▸ **Set problem**
Reproduce the records character for character, starting with the line containing "Could you kindly point to the thumb" and ending with the line containing "Target: thumb", both lines included.

▸ **Entries**
## begin

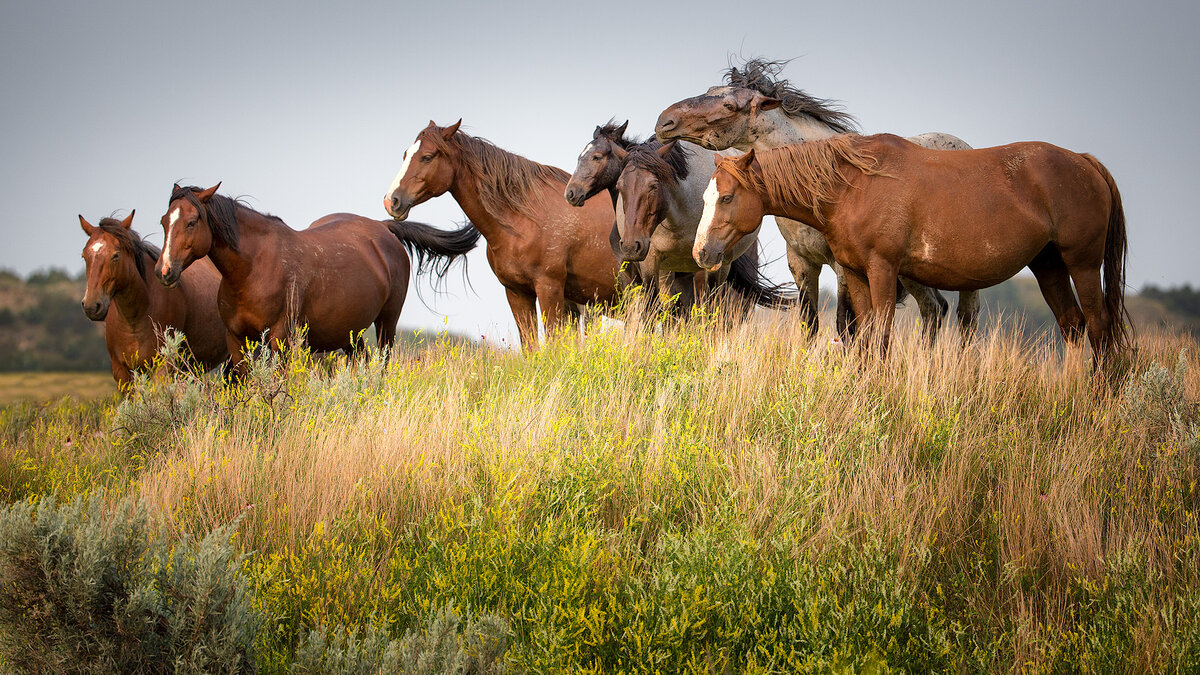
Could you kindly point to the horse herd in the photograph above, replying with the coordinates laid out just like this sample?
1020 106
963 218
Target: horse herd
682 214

## end
## begin

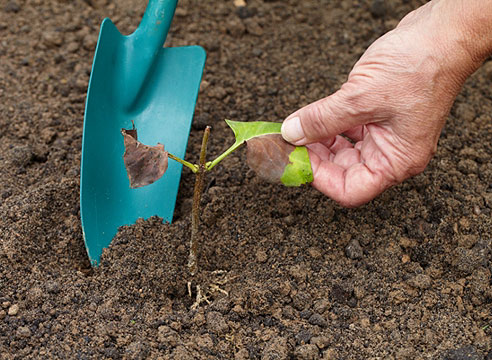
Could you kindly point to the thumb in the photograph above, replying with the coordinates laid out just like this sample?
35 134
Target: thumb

## end

▸ **Finished task**
Could you kindly point to the thumb in the photograph above, replying with the coordinates laid out just like this sample?
35 134
Target: thumb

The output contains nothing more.